Excerpts from point annotation data:
--- Start ---
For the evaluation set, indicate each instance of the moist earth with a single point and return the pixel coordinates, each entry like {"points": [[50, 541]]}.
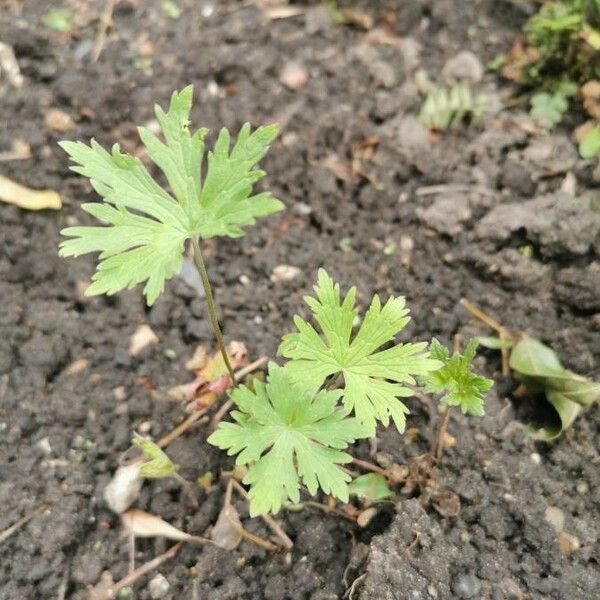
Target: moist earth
{"points": [[434, 218]]}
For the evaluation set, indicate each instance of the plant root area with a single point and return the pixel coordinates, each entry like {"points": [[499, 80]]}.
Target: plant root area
{"points": [[503, 213]]}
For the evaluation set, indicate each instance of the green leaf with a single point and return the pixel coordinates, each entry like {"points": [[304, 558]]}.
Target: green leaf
{"points": [[548, 109], [589, 145], [373, 379], [456, 379], [288, 435], [539, 367], [59, 19], [372, 486], [157, 464], [147, 226]]}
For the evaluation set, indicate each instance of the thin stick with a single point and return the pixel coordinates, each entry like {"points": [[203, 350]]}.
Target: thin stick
{"points": [[269, 521], [131, 578], [105, 22], [502, 332], [189, 422], [438, 443], [23, 521], [210, 305], [369, 466]]}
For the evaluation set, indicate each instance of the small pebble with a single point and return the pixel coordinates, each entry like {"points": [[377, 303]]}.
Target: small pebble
{"points": [[158, 587], [466, 586], [567, 543]]}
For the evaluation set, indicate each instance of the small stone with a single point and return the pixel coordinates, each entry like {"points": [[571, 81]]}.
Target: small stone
{"points": [[317, 19], [555, 517], [567, 543], [44, 446], [158, 587], [294, 76], [466, 586], [58, 120], [284, 273], [536, 459], [464, 66], [383, 73]]}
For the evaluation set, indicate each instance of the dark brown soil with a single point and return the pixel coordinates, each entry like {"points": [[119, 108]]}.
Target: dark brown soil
{"points": [[61, 435]]}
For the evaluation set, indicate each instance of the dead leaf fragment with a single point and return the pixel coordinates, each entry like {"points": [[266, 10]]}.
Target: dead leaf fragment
{"points": [[447, 504], [143, 336], [23, 197], [294, 76], [284, 273], [143, 524], [227, 532], [58, 120], [77, 366], [124, 488]]}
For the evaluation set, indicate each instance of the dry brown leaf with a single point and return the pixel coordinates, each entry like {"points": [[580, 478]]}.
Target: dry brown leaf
{"points": [[143, 337], [23, 197], [446, 503], [143, 524], [356, 17], [227, 532], [124, 488]]}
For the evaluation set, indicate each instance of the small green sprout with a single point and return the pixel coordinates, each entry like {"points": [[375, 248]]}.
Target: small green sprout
{"points": [[447, 108], [287, 434], [456, 379], [157, 465], [374, 379], [371, 486]]}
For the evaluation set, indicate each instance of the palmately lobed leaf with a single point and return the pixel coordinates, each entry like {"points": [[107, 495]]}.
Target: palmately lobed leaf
{"points": [[145, 227], [373, 380], [456, 379], [288, 436]]}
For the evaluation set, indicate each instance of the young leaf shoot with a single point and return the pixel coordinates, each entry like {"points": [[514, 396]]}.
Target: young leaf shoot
{"points": [[288, 434], [456, 379], [373, 380]]}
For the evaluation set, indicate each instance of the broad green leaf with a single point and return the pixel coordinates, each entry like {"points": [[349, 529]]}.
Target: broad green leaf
{"points": [[541, 371], [374, 379], [456, 379], [288, 435], [157, 464], [372, 486], [538, 365], [589, 145], [147, 226]]}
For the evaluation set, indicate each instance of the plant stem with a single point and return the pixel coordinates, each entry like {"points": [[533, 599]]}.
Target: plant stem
{"points": [[210, 305], [438, 443]]}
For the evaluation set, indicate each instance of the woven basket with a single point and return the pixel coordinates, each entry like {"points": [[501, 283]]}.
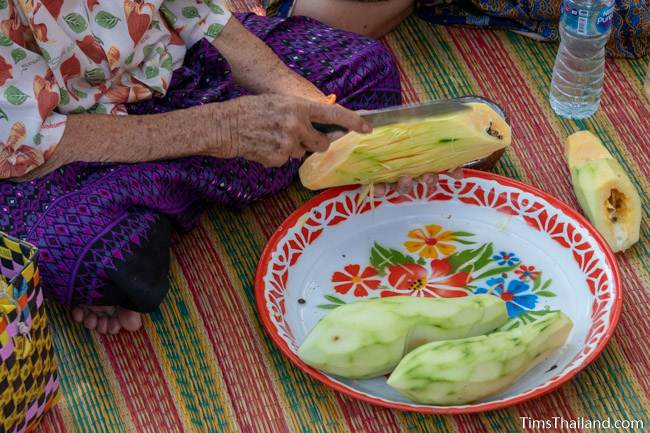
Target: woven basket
{"points": [[28, 380]]}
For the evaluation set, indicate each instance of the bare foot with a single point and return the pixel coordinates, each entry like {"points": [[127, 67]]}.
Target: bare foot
{"points": [[107, 320]]}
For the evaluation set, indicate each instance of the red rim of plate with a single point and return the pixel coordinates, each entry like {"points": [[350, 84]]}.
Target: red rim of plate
{"points": [[439, 410]]}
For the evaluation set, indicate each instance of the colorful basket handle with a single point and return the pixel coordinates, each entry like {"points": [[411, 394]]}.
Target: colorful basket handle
{"points": [[23, 341]]}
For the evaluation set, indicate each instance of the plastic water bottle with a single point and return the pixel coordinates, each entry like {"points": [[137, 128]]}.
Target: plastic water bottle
{"points": [[580, 64]]}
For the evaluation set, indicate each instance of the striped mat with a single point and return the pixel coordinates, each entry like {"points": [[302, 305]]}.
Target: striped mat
{"points": [[203, 362]]}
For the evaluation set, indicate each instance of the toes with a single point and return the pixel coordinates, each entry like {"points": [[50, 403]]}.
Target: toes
{"points": [[114, 326], [130, 320], [102, 325], [78, 314], [90, 321]]}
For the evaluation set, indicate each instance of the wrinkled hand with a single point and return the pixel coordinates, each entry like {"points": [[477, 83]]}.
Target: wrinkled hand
{"points": [[271, 129], [407, 183]]}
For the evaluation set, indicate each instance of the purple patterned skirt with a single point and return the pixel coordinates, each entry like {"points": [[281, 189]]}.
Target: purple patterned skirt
{"points": [[101, 228]]}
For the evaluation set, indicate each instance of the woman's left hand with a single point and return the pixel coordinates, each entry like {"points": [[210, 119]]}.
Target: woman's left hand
{"points": [[405, 184]]}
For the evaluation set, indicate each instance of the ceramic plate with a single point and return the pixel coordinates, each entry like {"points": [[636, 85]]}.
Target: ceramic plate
{"points": [[480, 234]]}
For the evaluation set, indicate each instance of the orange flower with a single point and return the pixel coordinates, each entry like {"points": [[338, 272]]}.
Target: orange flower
{"points": [[5, 71], [46, 98], [352, 277], [429, 242], [113, 56], [71, 68], [118, 94], [54, 6], [136, 18]]}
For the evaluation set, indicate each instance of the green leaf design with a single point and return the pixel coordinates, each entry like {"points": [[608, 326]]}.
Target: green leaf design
{"points": [[147, 50], [382, 257], [95, 75], [18, 54], [190, 12], [5, 41], [328, 306], [46, 55], [151, 71], [79, 94], [106, 19], [169, 15], [166, 63], [334, 299], [14, 95], [485, 257], [215, 7], [213, 30], [65, 96], [76, 22], [461, 258], [496, 271]]}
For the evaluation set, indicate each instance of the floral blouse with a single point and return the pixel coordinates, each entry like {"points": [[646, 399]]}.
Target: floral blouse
{"points": [[60, 57]]}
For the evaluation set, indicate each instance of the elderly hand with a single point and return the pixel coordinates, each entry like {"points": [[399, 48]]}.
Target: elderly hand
{"points": [[270, 129], [407, 183]]}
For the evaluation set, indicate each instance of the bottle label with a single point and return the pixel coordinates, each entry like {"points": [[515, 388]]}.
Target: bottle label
{"points": [[587, 22]]}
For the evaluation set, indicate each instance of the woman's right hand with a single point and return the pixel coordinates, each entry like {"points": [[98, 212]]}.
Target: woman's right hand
{"points": [[272, 128]]}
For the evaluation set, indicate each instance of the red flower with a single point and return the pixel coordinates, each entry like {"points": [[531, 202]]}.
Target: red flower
{"points": [[352, 277], [54, 7], [527, 272], [5, 71], [47, 98], [137, 19], [416, 280]]}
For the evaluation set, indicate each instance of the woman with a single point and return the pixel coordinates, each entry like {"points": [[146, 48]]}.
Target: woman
{"points": [[538, 19], [202, 110]]}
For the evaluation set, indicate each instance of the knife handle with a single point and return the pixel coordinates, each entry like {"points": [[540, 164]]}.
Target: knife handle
{"points": [[327, 128]]}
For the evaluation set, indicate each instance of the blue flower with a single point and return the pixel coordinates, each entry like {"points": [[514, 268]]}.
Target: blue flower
{"points": [[517, 300], [504, 258]]}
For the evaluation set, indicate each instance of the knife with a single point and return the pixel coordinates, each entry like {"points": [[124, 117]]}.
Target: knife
{"points": [[400, 114]]}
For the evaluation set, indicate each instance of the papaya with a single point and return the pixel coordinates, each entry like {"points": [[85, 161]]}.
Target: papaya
{"points": [[368, 338], [469, 369], [604, 191], [430, 145]]}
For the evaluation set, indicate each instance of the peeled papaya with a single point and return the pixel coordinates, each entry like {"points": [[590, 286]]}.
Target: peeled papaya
{"points": [[368, 338], [604, 191], [429, 145], [465, 370]]}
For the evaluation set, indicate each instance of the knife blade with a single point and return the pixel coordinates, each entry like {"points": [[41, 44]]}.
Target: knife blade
{"points": [[399, 114]]}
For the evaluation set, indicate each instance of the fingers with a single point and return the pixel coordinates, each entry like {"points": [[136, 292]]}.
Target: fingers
{"points": [[337, 115], [430, 179], [404, 184]]}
--- End ---
» Work to be completed
Exactly repeat the lines from the line that contains "For the evaluation set, indicate each instance of the peeled" to the end of the entries, both included, and leave out all other lines.

» Exercise response
For the evaluation set, indicate each instance of the peeled papaya with a single point and return the pixel coordinates, each entry like {"points": [[590, 286]]}.
Target: peeled papaya
{"points": [[368, 338], [604, 191], [429, 145], [465, 370]]}
For the evaluation set, indicate each instance of the knife blade with a single point and return the pixel coordinates, each entry like {"points": [[41, 44]]}.
Target: knife blade
{"points": [[399, 114]]}
For the evaluation set, indicate each instance of the fingers with a single point and return the pixel coordinates, each entry like {"points": [[136, 292]]}.
Target: fingers
{"points": [[337, 115], [430, 179], [404, 184]]}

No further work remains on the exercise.